WORK INSTRUCTION 1
Answer these from the radiomics methods passage:
(a) Which library and version were used to extract the voxel-wise radiomic features?
(b) What kernel size was chosen?
(c) How many features were kept based on the mean decrease in random forest Gini impurity?
WORK INSTRUCTION 2
Summarize the radiomics methods passage in two sentences.
WORK INSTRUCTION 3
Write out the portion of the radiomics methods passage that begins at the words "Patient-based clinical features" and ends after "forest Gini impurity.".

EXCERPTED PASSAGE
- - - - - - -

Kolmogorov–Smirnov tests were performed to determine whether PET SUV and mpMRI voxel values for tumour and benign tissue were normally distributed, and whether the benign and tumour voxel values for each imaging parameter exhibited the same distribution. Spearman correlation coefficients were computed to assess the degree of correlation between the PET SUV and the mpMRI parameter tumour voxel values. Bonferroni correction was applied to the correlation cut-off p-values to assess its significance.

Feature extraction and selection

Voxel-wise radiomic features were extracted from co-registered mpMRI and PET imaging data using the PyRadiomics Library (v.3.0.1) [19] in the Python programming environment (v3.8). Features were extracted from the PET, T2w MRI, ADC maps from DWI and DCE MRI parameters TTP, Ktrans and iAUGC60. These DCE MRI parameters were chosen based on prior studies which indicated they were the most predictive for tumour [20,21,22]. Radiomic features included first-order statistics, shape-based and texture features based on Grey Level Co-occurrence Matrix (GLCM) (number of features, n = 24), Grey Level Run Length Matrix (GLRLM) (n = 16), Grey Level Size Zone Matrix (GLSZM) (n = 16), Neighbouring Grey Tone Difference Matrix (NGTDM) (n = 5), Grey Level Dependence Matrix (GLDM) (n = 14). Radiomic features were extracted from the original images and after applying filters including wavelet transform, gradient magnitude, Laplacian of Gaussian, 2D local binary pattern (LBP) and 3D LBP. A kernel size of 9 voxels in each direction (7.2 mm in each direction) was chosen, as it was closest to the average tumour radius in the dataset when assumed to be spherical.

Patient-based clinical features including age and PSA level, and PET-specific features were added to the model, including SUVmax, SUVmean, radioactive tracer uptake time and tracer radioactivity. Feature reduction was performed to prevent overfitting and reduce model training cost by applying the following strategies: (i) reject all highly correlated features, (ii) retain the top 10% of the features based on the ANOVA test and (iii) retain the top 50 features based on the mean decrease in random forest Gini impurity.

- - - - - - -

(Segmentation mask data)
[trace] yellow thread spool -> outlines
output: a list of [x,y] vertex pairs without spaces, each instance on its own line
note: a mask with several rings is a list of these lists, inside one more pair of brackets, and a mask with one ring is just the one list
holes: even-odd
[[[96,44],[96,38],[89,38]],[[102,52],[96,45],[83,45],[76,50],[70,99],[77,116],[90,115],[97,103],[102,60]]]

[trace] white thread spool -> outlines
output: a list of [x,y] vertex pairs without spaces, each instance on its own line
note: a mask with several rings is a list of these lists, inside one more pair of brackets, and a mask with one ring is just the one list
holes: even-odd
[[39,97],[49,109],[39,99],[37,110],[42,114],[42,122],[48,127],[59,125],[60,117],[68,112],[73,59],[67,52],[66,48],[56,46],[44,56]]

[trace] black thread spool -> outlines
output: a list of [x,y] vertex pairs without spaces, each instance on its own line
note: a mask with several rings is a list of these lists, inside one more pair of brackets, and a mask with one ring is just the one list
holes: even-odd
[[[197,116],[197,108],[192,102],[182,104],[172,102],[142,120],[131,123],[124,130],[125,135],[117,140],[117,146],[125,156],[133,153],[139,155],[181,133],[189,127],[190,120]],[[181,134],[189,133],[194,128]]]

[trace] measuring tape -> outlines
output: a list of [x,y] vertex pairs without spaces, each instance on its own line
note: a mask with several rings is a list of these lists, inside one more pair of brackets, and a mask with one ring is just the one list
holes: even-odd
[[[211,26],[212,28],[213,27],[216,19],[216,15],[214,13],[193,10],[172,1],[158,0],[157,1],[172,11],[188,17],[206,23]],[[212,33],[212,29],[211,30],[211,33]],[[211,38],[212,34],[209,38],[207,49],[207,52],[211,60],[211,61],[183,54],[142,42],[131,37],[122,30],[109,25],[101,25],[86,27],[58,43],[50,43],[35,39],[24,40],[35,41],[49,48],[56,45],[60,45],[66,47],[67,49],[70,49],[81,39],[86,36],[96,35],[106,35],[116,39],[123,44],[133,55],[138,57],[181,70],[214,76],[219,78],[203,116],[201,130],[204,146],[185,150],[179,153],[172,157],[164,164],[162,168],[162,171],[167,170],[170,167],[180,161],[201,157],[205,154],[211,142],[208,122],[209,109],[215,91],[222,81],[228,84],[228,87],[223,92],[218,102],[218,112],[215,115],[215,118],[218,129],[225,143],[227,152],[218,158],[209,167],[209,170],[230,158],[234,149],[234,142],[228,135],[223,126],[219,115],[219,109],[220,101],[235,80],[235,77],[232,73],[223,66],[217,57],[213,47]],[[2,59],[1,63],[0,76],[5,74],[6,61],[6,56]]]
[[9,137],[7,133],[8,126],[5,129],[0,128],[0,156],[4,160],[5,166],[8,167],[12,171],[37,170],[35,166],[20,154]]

- - - - - - -

TASK RESPONSE 1
(a) The PyRadiomics Library, version 3.0.1.
(b) 9 voxels in each direction, which is 7.2 mm in each direction.
(c) The top 50 features.

TASK RESPONSE 2
Statistical tests checked the distributions of PET SUV and mpMRI voxel values and the correlation between PET SUV and mpMRI tumour values, with Bonferroni correction applied. Voxel-wise radiomic features were extracted from co-registered PET and mpMRI data with PyRadiomics, clinical and PET-specific features were added, and the feature set was reduced in three steps to prevent overfitting and reduce training cost.

TASK RESPONSE 3
Patient-based clinical features including age and PSA level, and PET-specific features were added to the model, including SUVmax, SUVmean, radioactive tracer uptake time and tracer radioactivity. Feature reduction was performed to prevent overfitting and reduce model training cost by applying the following strategies: (i) reject all highly correlated features, (ii) retain the top 10% of the features based on the ANOVA test and (iii) retain the top 50 features based on the mean decrease in random forest Gini impurity.